* _Required action_: Could you please retype all of the data below exactly?

* _Extracted records_:
-------

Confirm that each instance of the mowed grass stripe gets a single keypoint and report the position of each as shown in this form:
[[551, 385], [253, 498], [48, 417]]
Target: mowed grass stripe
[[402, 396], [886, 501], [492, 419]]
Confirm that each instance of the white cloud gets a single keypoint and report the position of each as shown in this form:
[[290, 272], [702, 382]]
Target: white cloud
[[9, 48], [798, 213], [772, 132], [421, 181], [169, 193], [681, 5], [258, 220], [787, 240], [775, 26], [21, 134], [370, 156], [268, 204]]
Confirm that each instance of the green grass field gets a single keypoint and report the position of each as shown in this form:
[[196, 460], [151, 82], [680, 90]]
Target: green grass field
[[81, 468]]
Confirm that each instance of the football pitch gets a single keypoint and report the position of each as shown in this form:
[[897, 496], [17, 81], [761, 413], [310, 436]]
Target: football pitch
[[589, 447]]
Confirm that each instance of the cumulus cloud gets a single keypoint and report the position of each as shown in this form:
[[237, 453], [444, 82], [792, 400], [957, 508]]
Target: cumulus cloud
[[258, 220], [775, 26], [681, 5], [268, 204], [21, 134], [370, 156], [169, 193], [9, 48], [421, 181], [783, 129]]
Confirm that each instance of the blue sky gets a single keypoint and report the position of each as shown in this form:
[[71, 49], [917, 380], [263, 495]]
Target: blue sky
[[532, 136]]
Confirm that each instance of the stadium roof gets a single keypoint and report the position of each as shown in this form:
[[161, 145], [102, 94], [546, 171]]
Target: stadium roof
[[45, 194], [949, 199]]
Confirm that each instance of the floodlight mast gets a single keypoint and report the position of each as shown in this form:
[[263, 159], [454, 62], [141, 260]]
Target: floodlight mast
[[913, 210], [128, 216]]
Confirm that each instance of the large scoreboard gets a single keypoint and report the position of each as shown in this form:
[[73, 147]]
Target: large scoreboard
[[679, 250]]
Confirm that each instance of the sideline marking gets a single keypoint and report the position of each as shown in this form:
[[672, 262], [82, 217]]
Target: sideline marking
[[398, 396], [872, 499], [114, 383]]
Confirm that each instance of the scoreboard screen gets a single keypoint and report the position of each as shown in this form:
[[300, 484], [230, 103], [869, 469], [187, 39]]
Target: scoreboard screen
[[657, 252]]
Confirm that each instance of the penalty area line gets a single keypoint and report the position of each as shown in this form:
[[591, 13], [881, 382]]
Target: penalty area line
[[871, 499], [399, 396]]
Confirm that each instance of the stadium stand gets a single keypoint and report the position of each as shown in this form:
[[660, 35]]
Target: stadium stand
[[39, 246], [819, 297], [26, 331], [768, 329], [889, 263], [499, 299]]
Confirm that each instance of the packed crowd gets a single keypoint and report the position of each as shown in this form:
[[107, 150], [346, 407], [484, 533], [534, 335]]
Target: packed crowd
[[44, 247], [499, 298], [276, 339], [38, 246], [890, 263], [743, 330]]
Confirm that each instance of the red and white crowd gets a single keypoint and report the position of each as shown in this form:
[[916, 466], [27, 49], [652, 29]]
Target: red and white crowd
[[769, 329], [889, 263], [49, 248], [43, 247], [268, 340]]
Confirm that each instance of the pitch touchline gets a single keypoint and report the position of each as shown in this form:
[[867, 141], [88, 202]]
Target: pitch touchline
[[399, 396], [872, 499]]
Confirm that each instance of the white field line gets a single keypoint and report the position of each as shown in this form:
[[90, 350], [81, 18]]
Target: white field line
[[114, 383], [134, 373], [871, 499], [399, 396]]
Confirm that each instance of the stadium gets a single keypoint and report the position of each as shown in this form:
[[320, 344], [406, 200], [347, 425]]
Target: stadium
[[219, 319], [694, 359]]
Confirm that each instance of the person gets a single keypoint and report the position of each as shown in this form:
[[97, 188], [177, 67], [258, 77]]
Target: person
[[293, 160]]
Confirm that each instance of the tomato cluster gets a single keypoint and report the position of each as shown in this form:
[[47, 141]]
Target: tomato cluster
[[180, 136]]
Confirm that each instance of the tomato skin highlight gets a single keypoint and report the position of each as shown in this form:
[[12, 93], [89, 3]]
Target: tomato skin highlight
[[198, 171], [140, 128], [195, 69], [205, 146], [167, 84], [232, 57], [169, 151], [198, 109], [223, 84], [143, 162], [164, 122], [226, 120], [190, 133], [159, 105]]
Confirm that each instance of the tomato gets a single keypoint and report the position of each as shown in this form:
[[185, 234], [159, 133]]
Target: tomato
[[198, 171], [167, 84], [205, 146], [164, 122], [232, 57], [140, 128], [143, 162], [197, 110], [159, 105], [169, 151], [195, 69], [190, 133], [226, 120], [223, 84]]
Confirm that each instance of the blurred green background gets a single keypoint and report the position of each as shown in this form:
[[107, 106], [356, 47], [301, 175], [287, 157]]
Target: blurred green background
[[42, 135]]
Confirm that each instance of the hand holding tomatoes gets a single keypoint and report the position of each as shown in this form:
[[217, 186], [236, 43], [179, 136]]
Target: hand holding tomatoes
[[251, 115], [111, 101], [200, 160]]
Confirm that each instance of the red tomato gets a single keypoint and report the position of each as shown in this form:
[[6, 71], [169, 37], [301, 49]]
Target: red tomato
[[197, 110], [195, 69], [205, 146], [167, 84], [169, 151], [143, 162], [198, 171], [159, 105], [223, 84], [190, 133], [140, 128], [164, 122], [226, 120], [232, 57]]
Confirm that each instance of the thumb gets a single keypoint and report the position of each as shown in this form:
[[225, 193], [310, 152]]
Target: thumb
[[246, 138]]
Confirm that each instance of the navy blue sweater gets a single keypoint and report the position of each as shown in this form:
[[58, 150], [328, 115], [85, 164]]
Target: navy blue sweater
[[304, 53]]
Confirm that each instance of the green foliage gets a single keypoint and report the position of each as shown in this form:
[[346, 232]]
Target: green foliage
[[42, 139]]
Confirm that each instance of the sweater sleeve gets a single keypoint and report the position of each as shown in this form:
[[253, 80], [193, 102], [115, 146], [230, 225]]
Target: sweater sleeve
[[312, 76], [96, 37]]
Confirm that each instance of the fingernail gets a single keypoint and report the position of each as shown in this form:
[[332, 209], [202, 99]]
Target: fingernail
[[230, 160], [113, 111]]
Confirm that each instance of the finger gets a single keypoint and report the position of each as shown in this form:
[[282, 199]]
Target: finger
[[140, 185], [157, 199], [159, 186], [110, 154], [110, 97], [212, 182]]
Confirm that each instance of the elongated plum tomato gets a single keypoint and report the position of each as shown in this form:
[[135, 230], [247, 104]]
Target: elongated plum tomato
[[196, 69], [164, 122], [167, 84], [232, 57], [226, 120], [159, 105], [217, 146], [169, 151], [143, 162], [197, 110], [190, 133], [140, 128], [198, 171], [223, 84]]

-------

* _The completed task_:
Confirm that each instance of the mowed grass stripe gets a single keypoint and report the position of each as shown in this form:
[[551, 385], [253, 498], [48, 417]]
Target: mowed grass stripe
[[402, 396], [886, 501], [492, 419]]
Confirm that each instance of the white cloud gets a single keypoint and report the position of each as shown in this form:
[[290, 272], [702, 382]]
Target: white cloud
[[9, 48], [798, 213], [772, 132], [421, 181], [169, 193], [681, 5], [258, 220], [787, 240], [775, 26], [21, 134], [370, 156], [268, 204]]
Confirm that each instance of the green grass field gets a single keypoint and report the position of each as shown in this form:
[[196, 460], [151, 82], [680, 90]]
Target: green grass field
[[81, 468]]
Confirm that each instance of the football pitch gets a single keypoint and report the position of each as shown in this form:
[[897, 496], [17, 81], [761, 413], [310, 436]]
Target: football pitch
[[589, 447]]
Confirm that each instance of the cumulus cloud gets a single keypoint and report the position of each as shown in this form:
[[237, 453], [444, 82], [792, 400], [957, 508]]
Target: cumulus cloud
[[258, 220], [775, 26], [681, 5], [268, 204], [21, 134], [370, 156], [169, 193], [9, 48], [421, 181], [783, 129]]
Confirm that each instance of the blue sky gets a single keypoint and report the position of each as shown in this form:
[[71, 49], [917, 380], [263, 495]]
Target: blue sky
[[532, 136]]
Confirm that each instance of the stadium roof gets a single keypoint and report the position of each as shown in this form:
[[161, 145], [102, 94], [546, 171]]
Target: stadium roof
[[45, 194], [949, 199]]
Confirm that each instance of the floodlight mast gets a single keypoint and report the position of each as shown in this form:
[[263, 159], [454, 62], [141, 260]]
Target: floodlight mast
[[913, 210], [128, 216]]
Confirm that each instance of the large scoreboard gets a single keypoint and report the position of each as shown in this form:
[[73, 147]]
Target: large scoreboard
[[679, 250]]
Confirm that each instance of the sideline marking gets a single keypoint and report the position of each as shown in this form:
[[672, 262], [82, 217]]
Target: sideline marking
[[398, 396], [872, 499], [114, 383]]
Confirm that each instance of the scoreboard screen gets a single keypoint and report the position of each as shown in this form:
[[300, 484], [230, 103], [869, 469], [187, 39]]
Target: scoreboard screen
[[657, 252]]
Confirm that each instance of the penalty area line gets a single keypoint and report the position of each as shown in this form:
[[591, 13], [881, 382]]
Target: penalty area line
[[871, 499], [399, 396]]
Confirm that each instance of the stadium stand gets a single keypoint and report the position of each as shown in this form:
[[660, 35]]
Target: stadium stand
[[39, 246], [819, 297], [26, 331], [768, 329], [889, 263], [499, 299]]
Confirm that each instance of the packed crowd gets a single keypoint and report the position of each as shown in this form:
[[107, 150], [346, 407], [484, 533], [534, 335]]
Target: packed crowd
[[44, 247], [499, 298], [276, 339], [38, 246], [890, 263], [743, 330]]
Confirm that each instance of the red and white crowd gets a single keypoint and report the position of each as shown in this form:
[[916, 466], [27, 49], [652, 29]]
Target: red and white crowd
[[769, 329], [889, 263], [49, 248], [43, 247], [268, 340]]
Confirm that each instance of the pitch touchline gets a single keypoint and report the position of each as shown in this form:
[[867, 141], [88, 202]]
Target: pitch touchline
[[399, 396], [872, 499]]
Confirm that each instance of the white field line gets a single keypoint and report the position of each as shown in this form:
[[90, 350], [81, 18]]
Target: white field line
[[114, 383], [134, 373], [871, 499], [399, 396]]
Confirm that each instance of the stadium gets a single keypoint and report the position of each as shown in this form:
[[320, 344], [406, 200], [347, 425]]
Target: stadium
[[219, 319], [694, 359]]
Confirm that each instance of the person gets a single keypoint and report the position of each as shown in this form:
[[97, 188], [177, 67], [258, 77]]
Target: person
[[293, 160]]
Confirm that each instance of the tomato cluster gets a single keypoint and report the position of each as shown in this form:
[[47, 141]]
Target: tomato cluster
[[180, 136]]
Confirm that each instance of the tomato skin highlight gets a single keypoint and report the position of each as shown in this form:
[[12, 93], [89, 3]]
Target: tomato skin highlight
[[198, 171], [140, 128], [195, 69], [205, 146], [167, 84], [232, 57], [169, 151], [198, 109], [223, 84], [143, 162], [164, 122], [226, 120], [190, 133], [159, 105]]
Confirm that each instance of the tomato gets a single keypoint and report the position of each as shown in this form:
[[185, 234], [159, 133]]
Target: tomato
[[198, 171], [167, 84], [205, 146], [164, 122], [232, 57], [140, 128], [143, 162], [197, 110], [159, 105], [169, 151], [195, 69], [190, 133], [226, 120], [223, 84]]
Confirm that each instance of the blurred green background gets a single keypoint and report the position of each as shown in this form:
[[107, 106], [356, 47], [301, 175], [287, 157]]
Target: blurred green background
[[42, 135]]
Confirm that each instance of the hand holding tomatoes gets a single keypoint and report the position of each as shown in this form:
[[217, 186], [236, 43], [179, 136]]
Target: hand holding tomatoes
[[251, 115], [111, 101], [200, 160]]
Confirm that each instance of the red tomato gets a single keypoint and report the position of each as shown in this form:
[[6, 71], [169, 37], [301, 49]]
Target: red tomato
[[197, 110], [195, 69], [205, 146], [167, 84], [169, 151], [143, 162], [198, 171], [159, 105], [223, 84], [190, 133], [140, 128], [164, 122], [226, 120], [232, 57]]
Confirm that each instance of the thumb gets a single keypoint and report the position of each as shown in this form:
[[225, 193], [310, 152]]
Target: thumb
[[246, 138]]
Confirm that each instance of the navy blue sweater gets a single keypoint and report the position of each as shown in this form:
[[58, 150], [328, 115], [85, 164]]
Target: navy blue sweater
[[304, 53]]
Confirm that each instance of the green foliage gets a single keypoint and report the position of each as shown in this form:
[[346, 232]]
Target: green foliage
[[42, 139]]
Confirm that each instance of the sweater sleeve gets a single keypoint and report the position of each as shown in this form:
[[253, 80], [193, 102], [115, 146], [230, 225]]
Target: sweater sleeve
[[312, 76], [96, 37]]
Confirm that each instance of the fingernail gets a single keypoint and report the position of each as shown in this form:
[[332, 209], [202, 99]]
Target: fingernail
[[230, 160], [113, 111]]
Confirm that each instance of the finger gets a single keypoint and report the position of each as shown in this form:
[[282, 199]]
Target: finger
[[140, 185], [157, 199], [159, 186], [110, 154], [110, 97], [212, 182]]
Confirm that each instance of the elongated plum tomato gets a single keypoint and report the position of each as shown in this form:
[[135, 230], [247, 104]]
Target: elongated plum tomato
[[196, 69], [164, 122], [167, 84], [232, 57], [226, 120], [159, 105], [217, 146], [169, 151], [143, 162], [197, 110], [190, 133], [140, 128], [198, 171], [223, 84]]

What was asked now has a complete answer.